§ Exercise goal: Write out precisely the lines beginning with the line that contains "Exercise. Spot the sugar-dusted" and ending with the last line of the entries, and no other lines.

:: Records for this exercise

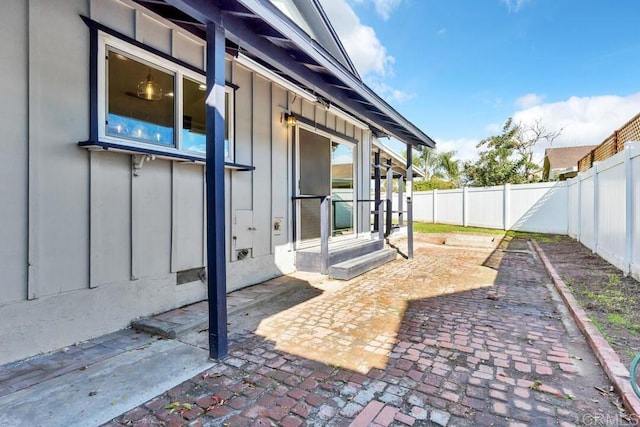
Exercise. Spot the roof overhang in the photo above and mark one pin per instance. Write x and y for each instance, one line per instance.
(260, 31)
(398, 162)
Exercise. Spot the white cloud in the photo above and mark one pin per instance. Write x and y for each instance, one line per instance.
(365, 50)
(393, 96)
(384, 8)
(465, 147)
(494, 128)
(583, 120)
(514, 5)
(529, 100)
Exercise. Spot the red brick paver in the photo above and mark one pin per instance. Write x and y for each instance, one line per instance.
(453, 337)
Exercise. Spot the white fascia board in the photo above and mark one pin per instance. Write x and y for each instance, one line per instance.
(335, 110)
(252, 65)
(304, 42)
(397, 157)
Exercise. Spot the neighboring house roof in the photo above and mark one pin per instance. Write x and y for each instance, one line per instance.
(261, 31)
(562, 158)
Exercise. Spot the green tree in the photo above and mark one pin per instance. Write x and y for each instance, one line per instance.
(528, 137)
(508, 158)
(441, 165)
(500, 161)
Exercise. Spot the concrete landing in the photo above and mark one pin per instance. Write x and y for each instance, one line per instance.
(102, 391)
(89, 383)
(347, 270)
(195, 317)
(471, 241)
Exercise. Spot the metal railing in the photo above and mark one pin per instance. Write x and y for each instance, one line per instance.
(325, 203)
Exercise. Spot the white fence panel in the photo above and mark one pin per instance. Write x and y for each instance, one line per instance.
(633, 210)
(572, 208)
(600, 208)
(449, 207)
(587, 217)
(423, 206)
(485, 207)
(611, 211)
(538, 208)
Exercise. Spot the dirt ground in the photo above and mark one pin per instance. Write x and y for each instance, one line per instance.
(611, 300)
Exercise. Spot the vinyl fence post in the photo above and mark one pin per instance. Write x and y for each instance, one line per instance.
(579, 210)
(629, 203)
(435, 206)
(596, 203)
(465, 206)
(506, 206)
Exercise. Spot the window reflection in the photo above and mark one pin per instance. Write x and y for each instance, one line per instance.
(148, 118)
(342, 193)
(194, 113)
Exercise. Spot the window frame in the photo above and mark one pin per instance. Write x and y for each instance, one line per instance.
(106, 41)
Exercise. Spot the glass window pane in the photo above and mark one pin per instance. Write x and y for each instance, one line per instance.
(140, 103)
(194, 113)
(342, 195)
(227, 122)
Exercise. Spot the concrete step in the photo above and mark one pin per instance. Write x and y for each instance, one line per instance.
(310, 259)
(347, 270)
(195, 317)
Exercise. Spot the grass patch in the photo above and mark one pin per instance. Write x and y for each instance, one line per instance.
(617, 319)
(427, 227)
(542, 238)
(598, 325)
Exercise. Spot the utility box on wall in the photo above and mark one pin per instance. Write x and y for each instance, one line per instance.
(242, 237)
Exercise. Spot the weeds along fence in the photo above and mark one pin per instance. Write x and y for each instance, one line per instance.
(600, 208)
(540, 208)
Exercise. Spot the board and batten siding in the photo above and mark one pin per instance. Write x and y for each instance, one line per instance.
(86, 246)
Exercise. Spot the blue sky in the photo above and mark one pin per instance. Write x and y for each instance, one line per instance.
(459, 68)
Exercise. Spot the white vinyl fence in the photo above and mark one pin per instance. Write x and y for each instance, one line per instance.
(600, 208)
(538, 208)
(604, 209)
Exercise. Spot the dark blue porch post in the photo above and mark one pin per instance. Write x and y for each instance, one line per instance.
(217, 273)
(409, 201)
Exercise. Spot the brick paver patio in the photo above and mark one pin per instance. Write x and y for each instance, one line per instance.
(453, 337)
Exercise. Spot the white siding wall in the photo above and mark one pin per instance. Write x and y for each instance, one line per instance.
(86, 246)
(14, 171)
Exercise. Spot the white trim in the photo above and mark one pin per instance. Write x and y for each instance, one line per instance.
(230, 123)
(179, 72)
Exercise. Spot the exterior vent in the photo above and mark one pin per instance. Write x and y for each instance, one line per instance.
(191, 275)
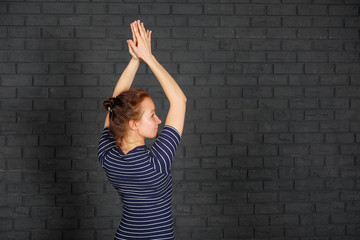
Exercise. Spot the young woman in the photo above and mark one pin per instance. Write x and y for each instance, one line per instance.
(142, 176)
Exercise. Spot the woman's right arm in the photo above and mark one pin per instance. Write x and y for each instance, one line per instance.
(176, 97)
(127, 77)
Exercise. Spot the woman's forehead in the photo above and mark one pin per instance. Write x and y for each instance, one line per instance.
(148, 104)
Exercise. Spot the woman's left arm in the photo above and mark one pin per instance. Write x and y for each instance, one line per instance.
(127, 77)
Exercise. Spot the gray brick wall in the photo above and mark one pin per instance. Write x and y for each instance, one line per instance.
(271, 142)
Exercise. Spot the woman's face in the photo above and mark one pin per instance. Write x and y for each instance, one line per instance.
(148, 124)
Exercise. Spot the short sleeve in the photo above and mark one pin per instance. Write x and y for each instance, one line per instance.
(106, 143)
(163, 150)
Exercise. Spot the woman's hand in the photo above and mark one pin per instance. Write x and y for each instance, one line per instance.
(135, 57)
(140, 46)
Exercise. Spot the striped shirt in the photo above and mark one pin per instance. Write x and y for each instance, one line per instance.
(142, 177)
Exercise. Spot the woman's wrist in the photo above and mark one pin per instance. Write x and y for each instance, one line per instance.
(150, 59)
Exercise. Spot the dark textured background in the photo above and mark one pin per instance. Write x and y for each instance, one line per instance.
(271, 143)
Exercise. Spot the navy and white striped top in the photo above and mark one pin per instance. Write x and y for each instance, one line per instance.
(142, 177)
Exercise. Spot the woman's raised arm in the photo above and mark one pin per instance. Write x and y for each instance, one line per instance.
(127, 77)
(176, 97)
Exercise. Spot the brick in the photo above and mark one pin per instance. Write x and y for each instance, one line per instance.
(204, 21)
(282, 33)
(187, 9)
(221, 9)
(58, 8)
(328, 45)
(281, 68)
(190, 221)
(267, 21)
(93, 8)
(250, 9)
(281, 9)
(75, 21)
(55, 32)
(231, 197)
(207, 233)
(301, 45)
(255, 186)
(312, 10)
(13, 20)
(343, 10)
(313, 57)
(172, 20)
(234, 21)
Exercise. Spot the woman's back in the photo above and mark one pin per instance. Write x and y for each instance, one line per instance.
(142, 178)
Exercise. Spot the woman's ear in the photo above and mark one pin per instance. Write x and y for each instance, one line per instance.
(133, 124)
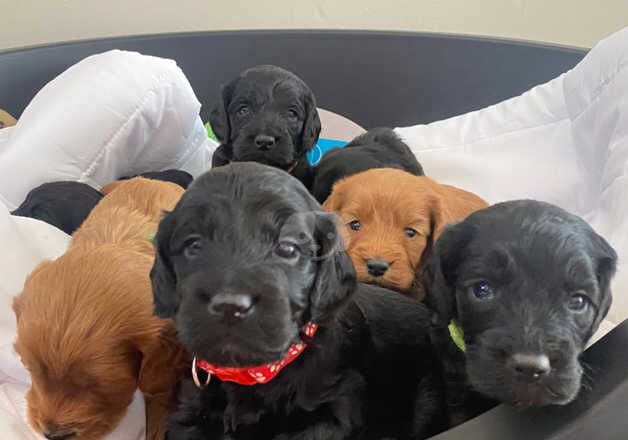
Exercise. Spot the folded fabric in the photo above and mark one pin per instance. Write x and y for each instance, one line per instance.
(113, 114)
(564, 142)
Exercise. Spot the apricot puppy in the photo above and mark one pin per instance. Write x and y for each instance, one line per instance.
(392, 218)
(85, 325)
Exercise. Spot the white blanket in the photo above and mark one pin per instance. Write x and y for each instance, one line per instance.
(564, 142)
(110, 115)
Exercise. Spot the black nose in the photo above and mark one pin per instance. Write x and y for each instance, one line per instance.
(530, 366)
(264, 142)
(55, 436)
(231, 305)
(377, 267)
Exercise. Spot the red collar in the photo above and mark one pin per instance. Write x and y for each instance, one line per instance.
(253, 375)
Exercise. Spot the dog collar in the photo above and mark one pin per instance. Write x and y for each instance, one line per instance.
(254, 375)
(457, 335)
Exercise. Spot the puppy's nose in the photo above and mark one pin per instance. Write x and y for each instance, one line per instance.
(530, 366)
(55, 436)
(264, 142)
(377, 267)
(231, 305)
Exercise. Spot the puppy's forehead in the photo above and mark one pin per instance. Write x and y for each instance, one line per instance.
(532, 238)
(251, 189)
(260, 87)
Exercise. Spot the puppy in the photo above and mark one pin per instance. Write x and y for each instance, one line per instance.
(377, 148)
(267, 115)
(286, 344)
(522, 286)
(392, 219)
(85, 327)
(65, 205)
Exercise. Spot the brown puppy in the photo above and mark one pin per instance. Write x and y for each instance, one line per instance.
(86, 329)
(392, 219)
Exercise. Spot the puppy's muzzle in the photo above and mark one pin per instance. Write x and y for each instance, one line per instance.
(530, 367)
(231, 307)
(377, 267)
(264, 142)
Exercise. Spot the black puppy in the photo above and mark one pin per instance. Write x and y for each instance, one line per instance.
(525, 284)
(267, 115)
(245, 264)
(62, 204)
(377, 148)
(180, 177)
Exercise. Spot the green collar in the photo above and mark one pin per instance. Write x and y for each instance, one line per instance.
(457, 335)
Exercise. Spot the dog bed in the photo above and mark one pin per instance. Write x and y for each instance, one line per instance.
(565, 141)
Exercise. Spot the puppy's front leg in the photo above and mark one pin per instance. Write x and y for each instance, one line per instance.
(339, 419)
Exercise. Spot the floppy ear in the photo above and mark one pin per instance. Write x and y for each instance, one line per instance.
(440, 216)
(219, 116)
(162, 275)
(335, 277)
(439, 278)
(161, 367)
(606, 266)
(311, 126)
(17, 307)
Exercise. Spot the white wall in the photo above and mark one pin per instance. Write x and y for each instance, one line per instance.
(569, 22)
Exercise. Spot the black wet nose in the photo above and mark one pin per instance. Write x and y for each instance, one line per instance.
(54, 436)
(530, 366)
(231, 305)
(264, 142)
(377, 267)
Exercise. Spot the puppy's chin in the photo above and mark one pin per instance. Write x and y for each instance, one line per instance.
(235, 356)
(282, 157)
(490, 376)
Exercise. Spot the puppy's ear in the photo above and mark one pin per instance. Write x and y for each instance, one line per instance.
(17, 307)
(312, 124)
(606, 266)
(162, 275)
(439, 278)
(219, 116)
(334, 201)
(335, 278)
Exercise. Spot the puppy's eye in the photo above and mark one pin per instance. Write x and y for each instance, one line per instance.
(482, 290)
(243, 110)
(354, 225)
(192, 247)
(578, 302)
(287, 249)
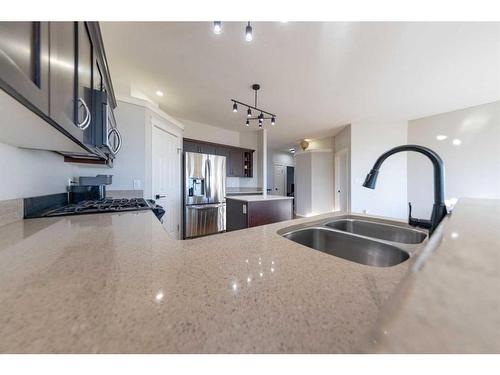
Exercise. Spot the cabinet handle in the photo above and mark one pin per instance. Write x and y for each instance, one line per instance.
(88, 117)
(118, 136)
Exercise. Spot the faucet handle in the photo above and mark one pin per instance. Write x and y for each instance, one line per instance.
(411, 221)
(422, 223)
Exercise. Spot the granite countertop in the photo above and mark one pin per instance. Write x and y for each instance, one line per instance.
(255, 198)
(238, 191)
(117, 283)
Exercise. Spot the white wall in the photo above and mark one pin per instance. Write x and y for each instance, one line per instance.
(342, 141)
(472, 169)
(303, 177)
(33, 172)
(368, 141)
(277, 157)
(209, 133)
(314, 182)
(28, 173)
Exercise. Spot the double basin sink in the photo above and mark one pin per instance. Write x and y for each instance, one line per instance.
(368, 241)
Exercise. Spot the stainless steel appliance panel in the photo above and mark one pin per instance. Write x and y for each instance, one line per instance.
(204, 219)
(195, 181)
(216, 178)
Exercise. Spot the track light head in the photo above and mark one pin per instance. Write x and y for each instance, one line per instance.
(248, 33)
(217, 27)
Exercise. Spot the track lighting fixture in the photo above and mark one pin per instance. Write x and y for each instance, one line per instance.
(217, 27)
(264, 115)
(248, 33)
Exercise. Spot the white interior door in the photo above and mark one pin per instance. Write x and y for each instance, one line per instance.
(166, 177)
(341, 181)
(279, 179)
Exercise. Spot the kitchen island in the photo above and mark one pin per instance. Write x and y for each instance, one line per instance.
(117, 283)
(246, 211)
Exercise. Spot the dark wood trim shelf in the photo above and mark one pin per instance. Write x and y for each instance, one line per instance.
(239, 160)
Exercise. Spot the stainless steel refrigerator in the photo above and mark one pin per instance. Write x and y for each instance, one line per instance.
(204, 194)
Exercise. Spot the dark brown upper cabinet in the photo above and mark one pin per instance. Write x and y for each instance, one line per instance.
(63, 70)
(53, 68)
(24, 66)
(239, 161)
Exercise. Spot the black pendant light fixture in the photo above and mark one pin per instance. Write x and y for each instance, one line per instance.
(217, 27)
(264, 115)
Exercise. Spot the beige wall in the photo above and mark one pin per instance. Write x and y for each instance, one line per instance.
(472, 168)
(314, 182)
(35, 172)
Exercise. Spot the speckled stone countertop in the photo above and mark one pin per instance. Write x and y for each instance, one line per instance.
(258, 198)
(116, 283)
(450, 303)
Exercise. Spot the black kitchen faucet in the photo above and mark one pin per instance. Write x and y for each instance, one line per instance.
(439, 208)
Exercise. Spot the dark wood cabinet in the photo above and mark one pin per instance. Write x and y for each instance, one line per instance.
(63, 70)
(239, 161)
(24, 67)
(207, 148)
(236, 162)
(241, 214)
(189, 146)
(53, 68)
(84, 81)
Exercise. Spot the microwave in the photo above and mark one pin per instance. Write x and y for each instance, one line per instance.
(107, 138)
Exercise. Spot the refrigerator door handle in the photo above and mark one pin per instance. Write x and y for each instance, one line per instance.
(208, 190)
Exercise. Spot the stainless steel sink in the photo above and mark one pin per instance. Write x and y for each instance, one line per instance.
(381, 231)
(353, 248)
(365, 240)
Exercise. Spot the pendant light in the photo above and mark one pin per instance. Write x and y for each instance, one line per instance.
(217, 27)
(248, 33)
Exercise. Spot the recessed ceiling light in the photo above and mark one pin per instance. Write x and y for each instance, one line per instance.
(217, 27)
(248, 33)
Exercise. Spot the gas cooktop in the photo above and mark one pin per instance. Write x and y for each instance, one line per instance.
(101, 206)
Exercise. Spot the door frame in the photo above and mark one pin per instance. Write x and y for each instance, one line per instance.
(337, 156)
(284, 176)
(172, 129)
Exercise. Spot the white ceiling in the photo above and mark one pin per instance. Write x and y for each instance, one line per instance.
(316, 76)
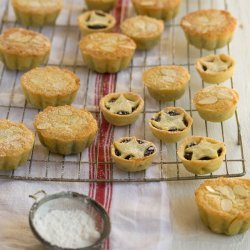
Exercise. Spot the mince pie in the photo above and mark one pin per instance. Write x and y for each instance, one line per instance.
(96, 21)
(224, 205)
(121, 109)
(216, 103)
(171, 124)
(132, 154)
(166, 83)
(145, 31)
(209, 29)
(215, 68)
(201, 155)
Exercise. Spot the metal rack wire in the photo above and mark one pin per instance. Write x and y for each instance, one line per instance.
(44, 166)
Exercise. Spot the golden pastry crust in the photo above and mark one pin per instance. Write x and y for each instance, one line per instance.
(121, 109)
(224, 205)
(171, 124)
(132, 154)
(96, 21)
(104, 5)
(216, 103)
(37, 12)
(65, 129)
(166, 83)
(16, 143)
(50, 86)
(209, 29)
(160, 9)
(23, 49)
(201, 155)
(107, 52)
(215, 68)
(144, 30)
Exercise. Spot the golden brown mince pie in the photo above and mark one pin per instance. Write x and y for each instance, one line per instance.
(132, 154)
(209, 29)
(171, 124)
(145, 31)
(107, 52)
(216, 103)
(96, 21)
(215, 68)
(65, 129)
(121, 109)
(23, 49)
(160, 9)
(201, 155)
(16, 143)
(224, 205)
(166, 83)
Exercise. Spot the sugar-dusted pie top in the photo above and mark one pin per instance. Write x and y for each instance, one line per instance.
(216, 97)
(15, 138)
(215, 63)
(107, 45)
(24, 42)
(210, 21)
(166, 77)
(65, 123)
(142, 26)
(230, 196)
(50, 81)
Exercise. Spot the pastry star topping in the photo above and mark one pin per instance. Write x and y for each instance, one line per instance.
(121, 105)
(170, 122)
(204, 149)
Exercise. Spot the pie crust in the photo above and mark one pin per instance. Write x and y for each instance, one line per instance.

::::

§ Finished exercise:
Exercise. Spot the sugar-dusted pie top in the photo above and mark one pin per instance. Write x and y for each instance, one line per instance.
(216, 97)
(15, 138)
(215, 63)
(107, 45)
(24, 42)
(210, 21)
(166, 77)
(65, 123)
(142, 26)
(230, 196)
(50, 81)
Exercise. Spot the pastry star topping in the photo above and mark one pin per instance. Write x and y for each instance, one line per instance.
(121, 105)
(170, 122)
(204, 149)
Exercise. Spot the pie crust in the photo above and mark one pin per instance. Write x and y for each instance, one line per instance.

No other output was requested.